Artigo:
Noventa e oito por cento da luz incidente é devolvida, garantindo que a emissão de estrelas distantes sofra perdas mínimas quando chega aos instrumentos do Webb.

Como os telescópios cobrem diferentes partes do espectro eletromagnético

Qualquer um que tenha visto o espelho primário segmentado de 6,5 m do telescópio atestará sua qualidade hipnotizante. Mesmo aqueles que trabalharam nele por duas décadas nunca se cansam de sua beleza. “Houve um tempo em que o espelho estava apontado para baixo e eu tinha que passar por baixo dele para fazer uma inspeção da ótica da traseira”, lembra Lee Feinberg da NASA, que liderou a equipe de espelhos. “Então, lá estava eu ​​em minha roupa de coelho – o traje extralimpo usado nos trabalhos de precisão -, olhando para todas aquelas superfícies douradas e me vendo sendo refletido de volta. Foi realmente incrível – todas essas superfícies focando em mim. Tive uma sensação incrível de energia, estar no centro de tudo. “

O Hubble ficou famoso por ter um grande problema com seu espelho primário. Quando o telescópio entrou em órbita em 1990, os cientistas perceberam que o refletor não havia sido polido corretamente. Suas imagens iniciais de galáxias estavam borradas. Não foi até que os astronautas pudessem adotar algumas medidas corretivas que o Hubble começou a ver o cosmos com clareza. E talvez não sem razão, é por causa dessa experiência que todos perguntam se o espelho de Webb tem garantia de perfeição.

Os engenheiros colocaram o telescópio no simulador espacial que foi usado na década de 1960 para controlar o equipamentos da nave espacial Apollo e até mesmo astronautas com trajes espaciais.

A câmara A, como é conhecido o recipiente a vácuo, tem um volume gigantesco e foi capaz de engolir o telescópio inteiro (sem a proteção solar). O objetivo do teste de três meses era levar o Webb à temperatura operacional de pouco menos de -233 ° C (40 kelvin), para ver se todos os seus espelhos focariam conforme o planejado. Isso também daria às equipes que trabalham nos quatro instrumentos a chance de ver como seus sistemas funcionavam em condições simuladas de outro mundo. 

Câmara A
A câmara de vácuo usada na Apollo deu ao Webb uma amostra de como será operar no espaço

Em determinada ocasião, uma tempestade atingiu a área de preparação da espaçonave, e em certo momento, os consoles de computador que conversavam com telescópio dentro da Câmara A tinham que ser cobertos por uma folha de plástico para protegê-los do risco de pingar água do teto. Mas escondido atrás das grossas paredes do recipiente de vácuo, o próprio Webb estava seguro e demonstrando que não tinha um “problema de Hubble”.

Material fornecido:
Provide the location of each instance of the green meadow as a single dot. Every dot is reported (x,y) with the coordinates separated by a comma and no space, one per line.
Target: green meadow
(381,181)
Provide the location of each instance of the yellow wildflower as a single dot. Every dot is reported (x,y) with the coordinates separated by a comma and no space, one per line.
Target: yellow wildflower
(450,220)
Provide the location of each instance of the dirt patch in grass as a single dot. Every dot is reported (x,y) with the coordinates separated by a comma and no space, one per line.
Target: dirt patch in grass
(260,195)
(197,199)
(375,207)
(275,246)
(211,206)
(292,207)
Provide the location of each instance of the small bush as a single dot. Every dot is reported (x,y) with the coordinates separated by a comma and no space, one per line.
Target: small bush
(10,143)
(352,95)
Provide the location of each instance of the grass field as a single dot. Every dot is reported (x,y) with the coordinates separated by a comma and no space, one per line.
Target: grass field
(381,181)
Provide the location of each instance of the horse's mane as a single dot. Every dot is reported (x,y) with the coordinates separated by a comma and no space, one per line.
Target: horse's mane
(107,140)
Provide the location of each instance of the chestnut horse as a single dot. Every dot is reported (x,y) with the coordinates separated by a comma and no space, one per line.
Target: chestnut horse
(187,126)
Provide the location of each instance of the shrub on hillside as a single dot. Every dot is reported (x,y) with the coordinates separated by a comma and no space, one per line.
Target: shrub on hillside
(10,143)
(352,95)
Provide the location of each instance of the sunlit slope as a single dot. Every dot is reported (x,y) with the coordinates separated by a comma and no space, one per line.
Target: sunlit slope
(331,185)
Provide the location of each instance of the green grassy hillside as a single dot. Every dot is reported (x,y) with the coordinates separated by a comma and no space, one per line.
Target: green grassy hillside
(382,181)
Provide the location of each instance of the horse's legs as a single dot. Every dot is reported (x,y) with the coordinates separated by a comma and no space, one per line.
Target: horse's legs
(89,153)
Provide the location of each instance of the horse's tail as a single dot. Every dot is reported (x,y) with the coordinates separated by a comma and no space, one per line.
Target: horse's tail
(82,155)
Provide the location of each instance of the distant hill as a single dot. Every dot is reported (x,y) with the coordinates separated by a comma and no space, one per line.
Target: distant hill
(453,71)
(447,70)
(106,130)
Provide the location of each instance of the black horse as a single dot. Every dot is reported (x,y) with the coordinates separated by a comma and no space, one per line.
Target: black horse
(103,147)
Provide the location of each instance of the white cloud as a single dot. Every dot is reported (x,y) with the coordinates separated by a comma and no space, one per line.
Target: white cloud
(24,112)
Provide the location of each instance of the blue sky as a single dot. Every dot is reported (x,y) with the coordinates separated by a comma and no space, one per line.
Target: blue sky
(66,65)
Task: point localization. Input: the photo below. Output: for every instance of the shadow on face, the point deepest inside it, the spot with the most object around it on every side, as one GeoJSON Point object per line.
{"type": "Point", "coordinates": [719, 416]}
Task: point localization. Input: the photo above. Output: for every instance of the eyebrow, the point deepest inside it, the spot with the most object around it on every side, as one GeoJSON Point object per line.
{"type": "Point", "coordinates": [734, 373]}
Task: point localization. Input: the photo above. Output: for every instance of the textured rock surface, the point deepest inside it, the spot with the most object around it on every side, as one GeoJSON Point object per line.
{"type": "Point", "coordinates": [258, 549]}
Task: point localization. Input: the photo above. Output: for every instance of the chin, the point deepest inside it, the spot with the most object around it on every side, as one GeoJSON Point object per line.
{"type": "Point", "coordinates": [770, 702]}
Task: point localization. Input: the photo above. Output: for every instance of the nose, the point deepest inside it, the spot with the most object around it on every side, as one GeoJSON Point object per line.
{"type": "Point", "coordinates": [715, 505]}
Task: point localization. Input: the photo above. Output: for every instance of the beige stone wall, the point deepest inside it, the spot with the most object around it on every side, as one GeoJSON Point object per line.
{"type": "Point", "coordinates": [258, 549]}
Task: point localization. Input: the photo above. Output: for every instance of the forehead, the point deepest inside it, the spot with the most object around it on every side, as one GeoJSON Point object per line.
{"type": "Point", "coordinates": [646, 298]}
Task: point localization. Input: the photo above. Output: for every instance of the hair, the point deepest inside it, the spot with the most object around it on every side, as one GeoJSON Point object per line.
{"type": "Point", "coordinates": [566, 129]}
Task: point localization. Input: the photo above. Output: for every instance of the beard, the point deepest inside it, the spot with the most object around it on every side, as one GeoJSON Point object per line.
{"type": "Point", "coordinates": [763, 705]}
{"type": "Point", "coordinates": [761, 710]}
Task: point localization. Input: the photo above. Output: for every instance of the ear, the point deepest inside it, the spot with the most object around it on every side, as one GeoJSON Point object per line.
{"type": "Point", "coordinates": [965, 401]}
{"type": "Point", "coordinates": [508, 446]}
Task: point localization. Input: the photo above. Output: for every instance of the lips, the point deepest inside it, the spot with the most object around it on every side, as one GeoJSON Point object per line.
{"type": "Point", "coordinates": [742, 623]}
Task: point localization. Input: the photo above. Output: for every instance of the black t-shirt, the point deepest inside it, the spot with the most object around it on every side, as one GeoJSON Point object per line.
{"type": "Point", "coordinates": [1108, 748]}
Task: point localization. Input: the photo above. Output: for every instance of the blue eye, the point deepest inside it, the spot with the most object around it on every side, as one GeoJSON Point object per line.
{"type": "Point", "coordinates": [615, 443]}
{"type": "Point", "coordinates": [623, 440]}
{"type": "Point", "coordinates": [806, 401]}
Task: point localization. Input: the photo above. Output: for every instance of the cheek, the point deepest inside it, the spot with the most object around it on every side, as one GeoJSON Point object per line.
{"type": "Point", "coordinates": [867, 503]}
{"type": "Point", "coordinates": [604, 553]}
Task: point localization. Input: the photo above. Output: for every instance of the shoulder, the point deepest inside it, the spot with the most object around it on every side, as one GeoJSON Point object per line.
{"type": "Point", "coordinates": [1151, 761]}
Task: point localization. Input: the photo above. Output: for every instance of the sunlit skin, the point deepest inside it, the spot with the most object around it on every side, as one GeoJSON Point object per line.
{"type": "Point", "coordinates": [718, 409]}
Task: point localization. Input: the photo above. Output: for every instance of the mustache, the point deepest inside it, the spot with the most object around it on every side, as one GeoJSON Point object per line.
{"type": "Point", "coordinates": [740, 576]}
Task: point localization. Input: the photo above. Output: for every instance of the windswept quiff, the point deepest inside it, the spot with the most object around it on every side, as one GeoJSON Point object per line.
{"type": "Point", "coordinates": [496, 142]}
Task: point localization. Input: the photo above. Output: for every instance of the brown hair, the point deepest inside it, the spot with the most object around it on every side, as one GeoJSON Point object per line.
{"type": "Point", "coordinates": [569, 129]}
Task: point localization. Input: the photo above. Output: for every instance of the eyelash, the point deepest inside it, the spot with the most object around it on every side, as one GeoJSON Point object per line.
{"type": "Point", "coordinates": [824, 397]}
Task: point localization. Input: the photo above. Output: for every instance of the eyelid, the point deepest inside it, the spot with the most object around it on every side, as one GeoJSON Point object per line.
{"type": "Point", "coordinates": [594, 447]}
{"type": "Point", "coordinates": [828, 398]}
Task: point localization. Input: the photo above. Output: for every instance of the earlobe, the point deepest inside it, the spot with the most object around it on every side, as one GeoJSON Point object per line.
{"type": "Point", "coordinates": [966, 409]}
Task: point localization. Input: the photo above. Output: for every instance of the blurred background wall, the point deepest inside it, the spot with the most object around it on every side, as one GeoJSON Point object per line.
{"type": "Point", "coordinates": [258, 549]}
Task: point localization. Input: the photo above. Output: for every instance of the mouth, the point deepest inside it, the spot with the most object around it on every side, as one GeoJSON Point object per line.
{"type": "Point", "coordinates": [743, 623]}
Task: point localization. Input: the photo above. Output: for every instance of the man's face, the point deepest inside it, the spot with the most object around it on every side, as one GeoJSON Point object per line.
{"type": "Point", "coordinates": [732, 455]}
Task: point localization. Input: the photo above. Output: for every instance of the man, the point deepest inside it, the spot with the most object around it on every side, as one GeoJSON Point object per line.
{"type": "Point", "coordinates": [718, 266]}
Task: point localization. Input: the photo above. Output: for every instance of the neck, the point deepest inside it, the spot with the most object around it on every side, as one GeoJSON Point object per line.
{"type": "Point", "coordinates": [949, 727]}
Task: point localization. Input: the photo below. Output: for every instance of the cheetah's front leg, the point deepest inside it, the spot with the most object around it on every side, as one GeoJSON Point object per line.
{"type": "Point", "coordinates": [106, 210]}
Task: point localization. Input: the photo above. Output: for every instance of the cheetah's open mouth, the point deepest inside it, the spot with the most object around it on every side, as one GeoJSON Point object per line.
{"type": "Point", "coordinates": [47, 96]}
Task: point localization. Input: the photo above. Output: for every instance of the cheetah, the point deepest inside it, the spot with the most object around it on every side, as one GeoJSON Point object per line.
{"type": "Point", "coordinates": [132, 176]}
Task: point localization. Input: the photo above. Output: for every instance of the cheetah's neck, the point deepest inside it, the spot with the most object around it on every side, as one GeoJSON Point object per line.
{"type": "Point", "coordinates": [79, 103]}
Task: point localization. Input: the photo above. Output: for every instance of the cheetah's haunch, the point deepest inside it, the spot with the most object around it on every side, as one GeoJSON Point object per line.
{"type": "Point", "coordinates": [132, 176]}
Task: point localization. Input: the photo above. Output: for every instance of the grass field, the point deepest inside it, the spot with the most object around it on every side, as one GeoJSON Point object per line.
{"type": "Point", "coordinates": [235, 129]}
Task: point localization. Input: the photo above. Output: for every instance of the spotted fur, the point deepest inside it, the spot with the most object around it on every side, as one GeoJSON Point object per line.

Tarefa proposta 1: Indique se cada afirmação concorda com o artigo, respondendo sim ou não e citando as palavras decisivas do artigo: (a) o espelho primário segmentado do Webb mede 6,5 m; (b) o teste na Câmara A durou seis meses; (c) o telescópio foi colocado na Câmara A com a proteção solar.
Tarefa proposta 2: Transcreva as linhas da listagem, começando pela linha que contém “the cheetah, the” e seguindo até o fim da listagem.

Resultado 1:
(a) Sim: “o espelho primário segmentado de 6,5 m do telescópio”.
(b) Não: “O objetivo do teste de três meses”.
(c) Não: “foi capaz de engolir o telescópio inteiro (sem a proteção solar)”.

Resultado 2:
Task: point localization. Input: the photo above. Output: for every instance of the cheetah, the point deepest inside it, the spot with the most object around it on every side, as one GeoJSON Point object per line.
{"type": "Point", "coordinates": [132, 176]}
Task: point localization. Input: the photo above. Output: for every instance of the cheetah's neck, the point deepest inside it, the spot with the most object around it on every side, as one GeoJSON Point object per line.
{"type": "Point", "coordinates": [79, 103]}
Task: point localization. Input: the photo above. Output: for every instance of the cheetah's haunch, the point deepest inside it, the spot with the most object around it on every side, as one GeoJSON Point object per line.
{"type": "Point", "coordinates": [132, 176]}
Task: point localization. Input: the photo above. Output: for every instance of the grass field, the point deepest inside it, the spot with the most object around it on every side, as one GeoJSON Point object per line.
{"type": "Point", "coordinates": [235, 129]}
Task: point localization. Input: the photo above. Output: for every instance of the spotted fur, the point deepest inside it, the spot with the most object around it on every side, as one GeoJSON Point object per line.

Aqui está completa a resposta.